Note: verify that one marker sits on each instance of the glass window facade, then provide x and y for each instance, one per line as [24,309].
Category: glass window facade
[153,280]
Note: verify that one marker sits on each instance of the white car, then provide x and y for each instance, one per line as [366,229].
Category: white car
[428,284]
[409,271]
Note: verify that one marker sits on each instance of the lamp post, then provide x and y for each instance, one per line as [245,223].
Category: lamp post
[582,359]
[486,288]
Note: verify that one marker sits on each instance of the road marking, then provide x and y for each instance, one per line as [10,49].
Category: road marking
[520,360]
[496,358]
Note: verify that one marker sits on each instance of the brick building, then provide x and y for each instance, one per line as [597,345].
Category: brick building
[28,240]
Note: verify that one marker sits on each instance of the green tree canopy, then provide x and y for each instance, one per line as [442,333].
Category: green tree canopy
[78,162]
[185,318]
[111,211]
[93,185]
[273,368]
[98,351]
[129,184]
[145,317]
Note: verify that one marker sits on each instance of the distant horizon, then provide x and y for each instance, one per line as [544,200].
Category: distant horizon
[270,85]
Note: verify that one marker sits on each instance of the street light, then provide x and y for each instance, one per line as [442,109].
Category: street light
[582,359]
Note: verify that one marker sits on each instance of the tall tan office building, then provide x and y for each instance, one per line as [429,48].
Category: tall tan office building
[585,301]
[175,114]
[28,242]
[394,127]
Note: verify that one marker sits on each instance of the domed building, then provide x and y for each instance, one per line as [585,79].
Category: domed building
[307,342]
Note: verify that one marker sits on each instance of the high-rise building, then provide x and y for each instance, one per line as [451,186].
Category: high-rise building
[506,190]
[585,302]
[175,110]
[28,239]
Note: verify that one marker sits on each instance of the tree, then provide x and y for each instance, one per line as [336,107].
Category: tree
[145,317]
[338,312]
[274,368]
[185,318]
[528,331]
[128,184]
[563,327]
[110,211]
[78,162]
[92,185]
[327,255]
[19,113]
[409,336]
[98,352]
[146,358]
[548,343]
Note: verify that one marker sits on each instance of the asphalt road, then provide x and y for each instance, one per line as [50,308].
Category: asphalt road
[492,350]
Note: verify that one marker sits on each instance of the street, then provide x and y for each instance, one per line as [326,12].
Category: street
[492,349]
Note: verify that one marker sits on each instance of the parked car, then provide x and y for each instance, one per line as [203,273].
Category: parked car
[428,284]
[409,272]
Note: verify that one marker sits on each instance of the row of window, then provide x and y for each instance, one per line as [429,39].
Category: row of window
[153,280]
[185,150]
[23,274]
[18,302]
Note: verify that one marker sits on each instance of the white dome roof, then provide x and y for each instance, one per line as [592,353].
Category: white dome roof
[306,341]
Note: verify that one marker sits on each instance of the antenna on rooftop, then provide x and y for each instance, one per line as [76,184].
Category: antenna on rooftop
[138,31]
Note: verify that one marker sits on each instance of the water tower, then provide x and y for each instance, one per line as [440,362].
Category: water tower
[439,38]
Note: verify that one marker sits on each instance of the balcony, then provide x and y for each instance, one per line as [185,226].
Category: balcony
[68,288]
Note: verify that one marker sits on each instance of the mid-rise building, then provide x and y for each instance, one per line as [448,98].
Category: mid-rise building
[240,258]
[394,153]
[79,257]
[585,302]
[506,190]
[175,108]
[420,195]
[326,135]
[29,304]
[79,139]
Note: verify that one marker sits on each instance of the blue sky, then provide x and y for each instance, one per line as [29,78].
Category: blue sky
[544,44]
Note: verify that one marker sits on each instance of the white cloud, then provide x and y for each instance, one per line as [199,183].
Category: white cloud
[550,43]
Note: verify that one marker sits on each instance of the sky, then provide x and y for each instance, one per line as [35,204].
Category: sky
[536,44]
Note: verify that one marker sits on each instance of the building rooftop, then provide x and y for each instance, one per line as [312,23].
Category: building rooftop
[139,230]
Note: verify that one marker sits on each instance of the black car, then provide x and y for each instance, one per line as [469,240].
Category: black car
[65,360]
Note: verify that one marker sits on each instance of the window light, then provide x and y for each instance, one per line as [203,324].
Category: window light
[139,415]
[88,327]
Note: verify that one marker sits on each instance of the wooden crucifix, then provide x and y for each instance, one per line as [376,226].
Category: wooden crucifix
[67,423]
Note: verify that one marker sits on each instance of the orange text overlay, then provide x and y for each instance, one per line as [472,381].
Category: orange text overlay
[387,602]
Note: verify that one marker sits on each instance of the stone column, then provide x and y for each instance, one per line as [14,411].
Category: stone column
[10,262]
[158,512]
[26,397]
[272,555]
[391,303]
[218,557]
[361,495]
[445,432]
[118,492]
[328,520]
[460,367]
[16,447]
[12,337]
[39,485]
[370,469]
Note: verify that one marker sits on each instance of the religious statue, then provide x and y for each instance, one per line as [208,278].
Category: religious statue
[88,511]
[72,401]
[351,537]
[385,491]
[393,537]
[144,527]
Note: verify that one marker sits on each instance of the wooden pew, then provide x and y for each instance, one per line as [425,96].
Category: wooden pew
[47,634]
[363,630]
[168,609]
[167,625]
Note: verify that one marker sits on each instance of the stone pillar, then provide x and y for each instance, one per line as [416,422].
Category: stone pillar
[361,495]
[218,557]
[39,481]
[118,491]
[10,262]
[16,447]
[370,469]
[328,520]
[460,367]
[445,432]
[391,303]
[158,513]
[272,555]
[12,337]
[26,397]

* WHAT YOU HAVE TO DO:
Would you restate each of the entries word for word?

* TASK ANSWER:
Note: verify that one marker sits on each instance of the glass window facade, then provide x and y for each instance, one per line as [24,309].
Category: glass window facade
[153,280]
Note: verify that one marker sits on each instance of the white car, then provide x and y for each instance, one per line as [366,229].
Category: white car
[428,284]
[409,271]
Note: verify that one marker sits on each instance of the lamp post, then provide x and y for each instance, one per line as [245,223].
Category: lamp post
[582,359]
[486,288]
Note: verify that one marker sits on each instance of the road marking, then provide x and y for each instance, one per line as [10,49].
Category: road marking
[520,360]
[496,358]
Note: verify that one marker sits on each instance of the brick building, then provide x and y for each instance, one per line as [597,345].
Category: brick building
[28,240]
Note: verify that one marker sits on each instance of the green tree canopy, then provide x and y for each instance, one per line as [442,333].
Category: green tree canopy
[78,162]
[185,318]
[111,211]
[93,185]
[273,368]
[98,351]
[129,184]
[145,317]
Note: verify that one marker sits on each instance of the distant horizon, then provide x and y for each instance, one per line as [544,200].
Category: distant horizon
[270,85]
Note: verify that one marker sits on each instance of the street light, then provide x and y for each instance, one per line as [442,109].
Category: street light
[582,359]
Note: verify that one marker sits on each instance of the tall tan office building, then provide x and y for each instance, one per line as [429,48].
Category: tall tan office building
[585,301]
[175,114]
[28,242]
[394,127]
Note: verify that one marker sits on each instance of the domed building, then provide x and y for each instance, one per line as [585,79].
Category: domed building
[307,342]
Note: verify that one marker sits on each instance of the high-rise building, then provide x and y for each instance, one per line as [451,186].
Category: high-rise building
[506,190]
[585,302]
[175,110]
[28,239]
Note: verify that one marker sits on each instance of the tree, then provide x and y for each instance, one per line as [336,107].
Category: tree
[145,317]
[338,312]
[274,368]
[185,318]
[528,331]
[128,184]
[563,327]
[110,211]
[78,162]
[92,185]
[327,255]
[19,113]
[409,336]
[98,352]
[146,358]
[548,343]
Note: verify that one marker sits on each instance of the asphalt road, then provide x and y for each instance, one per line as [50,308].
Category: asphalt road
[492,350]
Note: verify that one marker sits on each instance of the street, then provide x and y for each instance, one per line as [326,12].
Category: street
[492,349]
Note: verify that one marker sits on each instance of the parked car, then provide x and y for each instance, one per line as [203,273].
Category: parked car
[428,284]
[409,272]
Note: verify that one marker sits on each instance of the row of window, then provide x and y for each instance, one per line as [429,39].
Category: row of window
[153,280]
[185,150]
[23,274]
[18,302]
Note: verify that one marker sits on each instance of the white dome roof, then provide x and y for each instance, one per line as [592,353].
Category: white dome roof
[306,341]
Note: verify that one marker sits on each instance of the antenna on rooftop, then provide x and y for each instance, one per line as [76,184].
Category: antenna on rooftop
[138,31]
Note: verify that one marker sits on each instance of the water tower, then provide x and y for each instance, one per line as [440,362].
Category: water tower
[439,38]
Note: verify that one marker sits on each instance of the balcony, then provide x and y for each instance, one per line as [185,226].
Category: balcony
[68,288]
Note: verify that one marker sits on each instance of the mid-rise building, then provide x and y for each instance, one per line as [448,98].
Category: mid-rise building
[240,258]
[394,153]
[79,257]
[585,302]
[506,190]
[175,108]
[420,195]
[326,135]
[29,304]
[79,139]
Note: verify that one marker sits on each instance of the blue sky, then provide x and y for each instance, one per line as [29,78].
Category: blue sky
[544,44]
Note: verify that one marker sits on each instance of the white cloud, then provide x and y for each instance, one per line as [199,183].
Category: white cloud
[550,43]
Note: verify that one marker sits on each instance of the sky, then provide x and y for each instance, one per line as [35,204].
Category: sky
[536,44]
Note: verify that one marker sits on each instance of the building rooftop, then provide x and y for each instance, one per line as [312,23].
Category: building rooftop
[139,230]
Note: verify that one marker sits on each instance of the black car, then provide x and y for each instance, one per line as [469,240].
Category: black car
[65,360]
Note: verify that one marker sits on each instance of the window light, then provide x and y for each instance, one per line as [203,324].
Category: window light
[139,415]
[88,327]
Note: verify that one marker sits on each instance of the wooden crucifix, then provide x and y for each instance, one per line as [376,226].
Category: wooden crucifix
[67,423]
Note: verify that one marker sits on each instance of the orange text overlay, then provide x and y for each instance, one per line as [472,381].
Category: orange text overlay
[387,602]
Note: verify that one marker sits on each instance of the stone column, then provide x and y for each instance, one per line as [14,411].
Category: stone column
[10,262]
[158,512]
[26,397]
[272,555]
[391,303]
[218,557]
[361,495]
[445,432]
[118,492]
[328,520]
[460,367]
[16,447]
[12,337]
[39,485]
[370,469]
Note: verify that one marker sits on each instance of the religious statue, then provide x and y for each instance, one per line as [208,278].
Category: religious statue
[88,511]
[72,401]
[351,537]
[385,491]
[393,537]
[144,527]
Note: verify that one marker sits on each instance of the wooden pew, then provide x and y for each instance, one per line as [425,96].
Category: wooden pew
[47,634]
[363,630]
[168,609]
[167,625]
Note: verify that one marker sits on each instance of the stone pillar, then provide x and y for each instance, one per line as [416,422].
Category: stone pillar
[361,495]
[218,557]
[39,481]
[118,491]
[10,262]
[16,447]
[370,469]
[328,520]
[460,367]
[445,432]
[391,303]
[158,513]
[272,555]
[12,337]
[26,397]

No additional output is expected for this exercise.